É muito comum observarmos investidores pautando as suas escolhas de investimentos em fundos imobiliários com base apenas nas últimas distribuições de proventos.
Com isso, quando a distribuição de determinado FII surpreende positivamente em dado mês, ele passa a entrar no radar dos fóruns de discussão e o preço da sua cota se valoriza no mercado. Ao passo que, quando a surpresa é negativa, vemos importantes desvalorizações no preço da cota em razão da suposta perda de atratividade.
Porém, por mais relevante que seja, o yield é um indicador que, ao ser analisado de maneira isolada, não nos diz absolutamente nada a respeito da qualidade e das perspectivas de determinado fundo imobiliário.
Além disso, ser reativo demais às distribuições de curto prazo sem investigar a fundo a origem dos resultados, como um legítimo detetive, pode custar caro ao investidor.
Isso porque há sempre o risco de os resultados dos fundos serem impactados por eventos transitórios, sejam eles favoráveis ou não. Afinal de contas, estamos no universo da renda variável! Vamos a dois exemplos?
O caso dos FIIs High Yields
Atualmente, muitos fundos de papel de perfil mais arrojado (high yield) estão com yields mensais superiores a 1,5 por cento (nada mal, concorda comigo?).
Acontece que boa parte de suas carteiras de CRIs é indexada ao IGP-M, como no exemplo abaixo.
Sendo que o índice de inflação vem se elevando bastante desde 2020, acumulando uma alta de 35,75 por cento nos últimos doze meses. Algo que há muito tempo não víamos.
Como os fundos de papel repassam aos cotistas a correção monetária na forma de proventos, os rendimentos desses fundos vêm sendo favorecidos pelas altas expressivas do indexador.
Em alguns casos, inclusive, a linha de correção monetária dos CRIs da carteira vem respondendo por muito mais da metade da receita total do Fundo, o que é incomum.

● **SOLICITAÇÃO 1**
Segundo o trecho sobre fundos imobiliários, qual foi a alta acumulada do IGP-M nos últimos doze meses?
● **SOLICITAÇÃO 2**
Digite novamente, sem alterações, o trecho sobre fundos imobiliários a partir de "Em alguns casos, inclusive, a" até "que é incomum.", incluindo este último.
Os itens não têm relação com o trecho.

[Entradas de anotação de coordenadas]
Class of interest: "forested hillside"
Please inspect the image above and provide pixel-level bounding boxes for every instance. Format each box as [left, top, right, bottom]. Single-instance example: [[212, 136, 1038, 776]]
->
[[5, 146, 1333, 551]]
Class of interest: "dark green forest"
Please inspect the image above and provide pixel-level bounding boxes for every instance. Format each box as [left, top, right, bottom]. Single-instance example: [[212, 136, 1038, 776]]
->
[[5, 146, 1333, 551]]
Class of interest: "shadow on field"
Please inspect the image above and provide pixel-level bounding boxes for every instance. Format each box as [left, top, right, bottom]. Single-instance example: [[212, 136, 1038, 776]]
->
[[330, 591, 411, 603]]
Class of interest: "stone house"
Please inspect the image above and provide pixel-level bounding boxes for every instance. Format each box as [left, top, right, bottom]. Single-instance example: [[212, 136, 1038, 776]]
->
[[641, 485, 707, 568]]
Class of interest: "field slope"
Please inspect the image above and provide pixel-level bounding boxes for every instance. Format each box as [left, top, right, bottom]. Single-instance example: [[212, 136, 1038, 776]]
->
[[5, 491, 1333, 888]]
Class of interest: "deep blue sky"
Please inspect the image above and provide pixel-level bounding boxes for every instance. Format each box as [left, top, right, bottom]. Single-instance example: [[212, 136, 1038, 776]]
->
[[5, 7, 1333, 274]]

● **RESPOSTA 1**
Uma alta de 35,75 por cento.

● **RESPOSTA 2**
Em alguns casos, inclusive, a linha de correção monetária dos CRIs da carteira vem respondendo por muito mais da metade da receita total do Fundo, o que é incomum.